* Start Task input *

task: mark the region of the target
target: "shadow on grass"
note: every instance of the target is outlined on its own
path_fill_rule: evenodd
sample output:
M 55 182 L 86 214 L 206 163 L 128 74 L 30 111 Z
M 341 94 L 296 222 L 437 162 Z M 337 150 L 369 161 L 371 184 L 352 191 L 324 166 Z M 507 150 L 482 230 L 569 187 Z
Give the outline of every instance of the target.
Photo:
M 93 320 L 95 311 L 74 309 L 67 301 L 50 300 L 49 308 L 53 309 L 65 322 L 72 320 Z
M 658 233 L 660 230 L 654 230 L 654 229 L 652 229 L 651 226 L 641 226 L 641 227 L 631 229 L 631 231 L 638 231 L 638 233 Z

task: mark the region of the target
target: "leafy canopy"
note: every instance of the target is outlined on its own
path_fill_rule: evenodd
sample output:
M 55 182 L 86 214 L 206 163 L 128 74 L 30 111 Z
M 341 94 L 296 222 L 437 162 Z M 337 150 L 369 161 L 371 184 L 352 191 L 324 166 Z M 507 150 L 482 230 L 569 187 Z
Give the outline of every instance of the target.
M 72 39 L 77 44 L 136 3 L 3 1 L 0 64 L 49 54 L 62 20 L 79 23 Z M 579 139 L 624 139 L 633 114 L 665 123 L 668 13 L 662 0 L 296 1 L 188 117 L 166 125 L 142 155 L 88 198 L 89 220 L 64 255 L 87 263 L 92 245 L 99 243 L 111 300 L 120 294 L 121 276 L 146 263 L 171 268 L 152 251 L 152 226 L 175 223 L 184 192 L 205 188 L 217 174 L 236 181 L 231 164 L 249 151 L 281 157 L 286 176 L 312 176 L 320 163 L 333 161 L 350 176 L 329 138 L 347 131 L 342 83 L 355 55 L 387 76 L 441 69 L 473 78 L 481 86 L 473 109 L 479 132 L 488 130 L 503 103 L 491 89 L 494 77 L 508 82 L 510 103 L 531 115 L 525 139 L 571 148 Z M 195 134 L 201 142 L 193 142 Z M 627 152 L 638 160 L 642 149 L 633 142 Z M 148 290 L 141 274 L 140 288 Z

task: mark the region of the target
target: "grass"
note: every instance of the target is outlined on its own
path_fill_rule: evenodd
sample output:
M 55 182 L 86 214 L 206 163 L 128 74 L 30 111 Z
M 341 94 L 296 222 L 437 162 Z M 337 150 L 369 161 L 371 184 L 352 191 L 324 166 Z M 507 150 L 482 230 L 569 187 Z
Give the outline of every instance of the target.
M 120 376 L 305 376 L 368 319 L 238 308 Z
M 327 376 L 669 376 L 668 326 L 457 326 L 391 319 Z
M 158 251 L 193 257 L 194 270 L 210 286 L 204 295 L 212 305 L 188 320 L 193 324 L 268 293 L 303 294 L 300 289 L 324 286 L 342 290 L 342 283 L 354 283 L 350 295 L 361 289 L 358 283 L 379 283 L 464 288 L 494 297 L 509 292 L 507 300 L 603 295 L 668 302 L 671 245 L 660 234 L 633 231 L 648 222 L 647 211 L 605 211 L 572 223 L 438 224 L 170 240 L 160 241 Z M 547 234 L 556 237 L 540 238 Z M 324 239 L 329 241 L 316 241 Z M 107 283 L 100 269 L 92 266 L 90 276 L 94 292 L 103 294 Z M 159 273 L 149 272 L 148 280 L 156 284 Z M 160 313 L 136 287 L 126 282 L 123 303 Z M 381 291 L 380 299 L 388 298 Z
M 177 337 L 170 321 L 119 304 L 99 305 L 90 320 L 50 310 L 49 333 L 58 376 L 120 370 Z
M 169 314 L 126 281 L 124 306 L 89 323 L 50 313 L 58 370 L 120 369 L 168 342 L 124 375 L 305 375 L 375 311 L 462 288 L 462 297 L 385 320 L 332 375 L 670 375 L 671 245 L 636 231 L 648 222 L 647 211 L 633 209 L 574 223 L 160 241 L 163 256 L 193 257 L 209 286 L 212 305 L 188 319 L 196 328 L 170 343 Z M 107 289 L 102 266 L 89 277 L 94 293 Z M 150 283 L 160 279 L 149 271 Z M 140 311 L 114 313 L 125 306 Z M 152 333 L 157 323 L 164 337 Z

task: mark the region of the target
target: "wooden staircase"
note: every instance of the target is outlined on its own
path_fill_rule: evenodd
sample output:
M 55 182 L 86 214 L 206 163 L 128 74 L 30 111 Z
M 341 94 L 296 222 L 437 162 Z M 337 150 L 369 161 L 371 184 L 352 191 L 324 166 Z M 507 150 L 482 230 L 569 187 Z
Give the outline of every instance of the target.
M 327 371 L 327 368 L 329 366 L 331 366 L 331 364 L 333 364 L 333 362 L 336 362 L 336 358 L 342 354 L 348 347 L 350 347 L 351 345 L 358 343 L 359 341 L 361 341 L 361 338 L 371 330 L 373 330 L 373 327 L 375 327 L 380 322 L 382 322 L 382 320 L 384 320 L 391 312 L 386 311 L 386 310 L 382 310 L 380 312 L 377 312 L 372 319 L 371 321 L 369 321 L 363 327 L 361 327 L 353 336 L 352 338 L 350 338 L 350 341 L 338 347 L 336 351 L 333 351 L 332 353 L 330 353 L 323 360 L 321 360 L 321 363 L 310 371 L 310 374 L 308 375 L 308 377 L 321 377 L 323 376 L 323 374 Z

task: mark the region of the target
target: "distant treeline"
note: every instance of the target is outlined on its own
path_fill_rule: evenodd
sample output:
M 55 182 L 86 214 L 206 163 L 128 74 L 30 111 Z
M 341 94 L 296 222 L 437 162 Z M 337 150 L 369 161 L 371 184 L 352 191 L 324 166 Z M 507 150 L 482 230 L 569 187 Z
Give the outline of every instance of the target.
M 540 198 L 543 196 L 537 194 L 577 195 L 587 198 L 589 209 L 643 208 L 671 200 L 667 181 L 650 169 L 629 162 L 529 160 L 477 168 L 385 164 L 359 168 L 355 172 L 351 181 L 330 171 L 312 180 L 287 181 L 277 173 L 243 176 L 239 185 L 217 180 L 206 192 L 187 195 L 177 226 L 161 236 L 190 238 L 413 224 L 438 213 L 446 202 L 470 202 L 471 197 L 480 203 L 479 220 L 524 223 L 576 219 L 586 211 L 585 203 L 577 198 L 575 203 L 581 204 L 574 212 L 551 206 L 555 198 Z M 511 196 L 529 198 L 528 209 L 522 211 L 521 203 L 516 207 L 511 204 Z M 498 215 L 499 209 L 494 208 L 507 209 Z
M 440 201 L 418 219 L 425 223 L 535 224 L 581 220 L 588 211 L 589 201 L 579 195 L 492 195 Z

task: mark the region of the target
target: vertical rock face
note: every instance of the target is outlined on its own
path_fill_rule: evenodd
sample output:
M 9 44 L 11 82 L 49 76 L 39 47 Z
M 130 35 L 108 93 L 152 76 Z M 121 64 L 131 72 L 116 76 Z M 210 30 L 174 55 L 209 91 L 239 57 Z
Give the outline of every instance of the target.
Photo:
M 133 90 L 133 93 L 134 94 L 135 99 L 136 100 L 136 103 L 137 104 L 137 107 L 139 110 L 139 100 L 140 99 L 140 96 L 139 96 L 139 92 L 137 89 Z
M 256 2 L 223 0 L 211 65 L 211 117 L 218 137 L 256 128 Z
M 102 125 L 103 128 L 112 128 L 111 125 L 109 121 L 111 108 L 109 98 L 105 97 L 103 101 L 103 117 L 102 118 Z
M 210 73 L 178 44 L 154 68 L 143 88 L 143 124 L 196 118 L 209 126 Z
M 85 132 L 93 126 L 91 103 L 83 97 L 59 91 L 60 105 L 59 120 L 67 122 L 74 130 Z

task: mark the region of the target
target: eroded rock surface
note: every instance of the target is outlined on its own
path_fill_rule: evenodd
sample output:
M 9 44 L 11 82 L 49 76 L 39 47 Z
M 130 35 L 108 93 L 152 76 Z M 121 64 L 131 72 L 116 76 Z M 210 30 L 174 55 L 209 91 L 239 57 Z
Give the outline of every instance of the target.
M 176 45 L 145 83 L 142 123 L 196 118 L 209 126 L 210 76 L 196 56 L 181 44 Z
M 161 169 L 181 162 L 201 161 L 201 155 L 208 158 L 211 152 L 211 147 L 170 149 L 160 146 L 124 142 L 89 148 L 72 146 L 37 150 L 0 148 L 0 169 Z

* End Task input *

- [The task]:
Return verbatim the part of the listing that opens with its first line and closes with the line containing "M 72 39 L 77". Include both of those lines.

- [Result of this task]:
task: mark the region of the target
target: "shadow on grass"
note: every instance of the target is outlined on its own
path_fill_rule: evenodd
sample output:
M 55 182 L 86 214 L 206 163 L 128 74 L 30 111 Z
M 341 94 L 296 222 L 437 162 Z M 337 150 L 369 161 L 371 184 L 352 191 L 324 166 Z M 507 150 L 482 230 L 569 187 Z
Give the outline of every instance of the target.
Photo:
M 93 320 L 95 311 L 74 309 L 67 301 L 50 300 L 49 308 L 53 309 L 65 322 L 72 320 Z
M 658 233 L 660 230 L 654 230 L 654 229 L 652 229 L 651 226 L 641 226 L 641 227 L 631 229 L 631 231 L 638 231 L 638 233 Z

task: mark the region of the target
target: "leafy canopy"
note: every instance of the target is outlined on its own
path_fill_rule: evenodd
sample output:
M 55 182 L 86 214 L 206 163 L 128 74 L 30 111 Z
M 341 94 L 296 222 L 437 162 Z M 337 150 L 369 161 L 371 184 L 352 191 L 324 166 Z M 507 150 L 482 230 L 569 187 Z
Give the outline of every instance of the target.
M 72 39 L 77 44 L 136 3 L 3 1 L 0 64 L 49 54 L 62 20 L 79 23 Z M 579 139 L 624 139 L 633 114 L 665 123 L 668 13 L 662 0 L 296 1 L 188 117 L 166 125 L 142 155 L 88 198 L 89 220 L 64 255 L 87 263 L 92 245 L 99 243 L 111 300 L 120 294 L 121 276 L 146 263 L 171 268 L 152 251 L 152 226 L 175 223 L 184 192 L 205 188 L 217 174 L 236 181 L 231 164 L 249 151 L 281 157 L 286 176 L 312 176 L 320 163 L 333 161 L 350 176 L 329 138 L 347 131 L 342 83 L 355 55 L 387 76 L 441 69 L 473 78 L 481 86 L 473 109 L 479 132 L 488 130 L 503 103 L 491 89 L 494 77 L 508 82 L 510 103 L 531 115 L 525 139 L 571 148 Z M 195 134 L 201 142 L 193 142 Z M 627 152 L 638 160 L 642 149 L 633 142 Z M 148 290 L 141 274 L 140 288 Z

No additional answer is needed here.